> **TASK DETAILS**
Can you rewrite the data below, substituting "biggest circle" for every "largest disc", changing nothing else, and leaving out the pictures?

> **RECORD EXTRACTS**
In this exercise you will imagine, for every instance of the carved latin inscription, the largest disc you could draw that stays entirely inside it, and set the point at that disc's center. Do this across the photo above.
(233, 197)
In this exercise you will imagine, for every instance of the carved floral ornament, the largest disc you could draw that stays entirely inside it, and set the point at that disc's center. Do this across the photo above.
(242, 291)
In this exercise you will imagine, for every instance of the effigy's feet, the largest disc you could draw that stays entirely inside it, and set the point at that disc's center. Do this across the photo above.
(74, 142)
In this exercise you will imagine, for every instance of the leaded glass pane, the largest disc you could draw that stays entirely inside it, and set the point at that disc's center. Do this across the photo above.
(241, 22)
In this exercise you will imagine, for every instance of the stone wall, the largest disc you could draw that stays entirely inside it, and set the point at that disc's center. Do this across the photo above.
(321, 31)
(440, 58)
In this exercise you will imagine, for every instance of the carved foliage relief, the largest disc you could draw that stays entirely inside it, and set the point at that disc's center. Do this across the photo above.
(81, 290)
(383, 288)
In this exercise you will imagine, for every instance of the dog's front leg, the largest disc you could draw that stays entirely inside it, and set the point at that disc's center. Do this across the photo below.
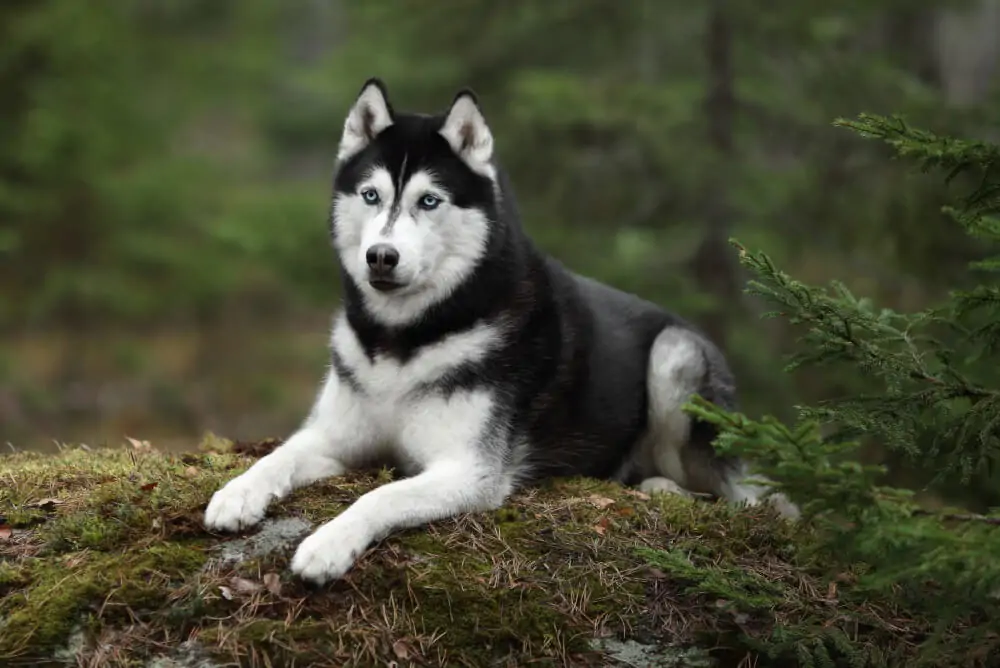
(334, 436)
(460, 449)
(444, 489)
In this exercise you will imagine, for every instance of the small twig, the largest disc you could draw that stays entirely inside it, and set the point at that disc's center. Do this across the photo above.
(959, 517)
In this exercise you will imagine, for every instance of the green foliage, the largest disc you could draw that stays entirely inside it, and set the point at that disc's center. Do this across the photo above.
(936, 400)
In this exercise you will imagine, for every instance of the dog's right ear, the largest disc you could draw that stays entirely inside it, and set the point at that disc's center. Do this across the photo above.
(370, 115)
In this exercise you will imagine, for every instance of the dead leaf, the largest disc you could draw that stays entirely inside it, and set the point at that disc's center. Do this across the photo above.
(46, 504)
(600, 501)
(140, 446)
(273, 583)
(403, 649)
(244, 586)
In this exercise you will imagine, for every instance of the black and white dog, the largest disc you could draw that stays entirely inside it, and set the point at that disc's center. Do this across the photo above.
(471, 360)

> **SOLVED PROBLEM**
In this exercise you will imagine, for every instance of the carved latin inscription, the biggest circle you could draw that stays entirely inside it, and set the point at that disc's center. Do this across the photo above.
(233, 197)
In this exercise you will imagine, for every instance of the carved floral ornament, the biggest circle you could draw that stays entirely inside it, and set the point at that disc's center. Do this across the photo above.
(242, 291)
In this exercise you will imagine, for every instance of the effigy's feet, the biggest circle you could draw that stays entirely inside it, and set the point at that disc's center. Do this across the photo above.
(74, 142)
In this exercise you will imagine, for every instance of the leaded glass pane, the biggest circle you could draw that stays entirely inside it, and set the point at that disc's center. Do this across the photo above.
(241, 22)
In this exercise you will imagine, for every instance of the stone wall, the biggest circle you could draw that stays entirely inside it, and set the point at that disc's center. Do this across the photo above.
(321, 31)
(440, 58)
In this exercise you will imagine, for every instance of the carved foliage relief, the biggest circle you could draw that stays entirely inside it, and set the point at that disc's center. Do this across the photo above.
(81, 290)
(383, 288)
In this exercise you will imagine, for every instance of the dog's front leg, the biggest circle you could draw that stays entirely inside it, and set the point at that disc's center. Do this across the photo below.
(334, 436)
(460, 449)
(444, 489)
In this exercise you will imagine, for every instance of the small twig, the biggest circle you could draw that stays entirely inside it, and set the point at that disc's center. Do this across the photo above.
(959, 517)
In this exercise you will imagine, for every instance of the green foliage, the biggest circle you could draw that stays entirely inside it, and set the point at that disc's center. Do this across the photo above.
(936, 400)
In this exercise you will imagine, for every instance of the dog's right ear, the biggest circle you could draw that stays entirely inside it, and set the point at that disc's center. Do this across the photo above.
(370, 115)
In this exercise you will imagine, for every instance of the dead leaf, the biggest circle you could draw that stays entirely inside it, and set the point at that disc's center. Do this across the photo above.
(46, 504)
(600, 501)
(140, 446)
(273, 583)
(403, 649)
(244, 586)
In this exercise you will imagine, for every instance of the black and white dog, the biggest circle you could draw that stays entirely inside it, and set the point at that disc's center. Do this across the photo above.
(471, 360)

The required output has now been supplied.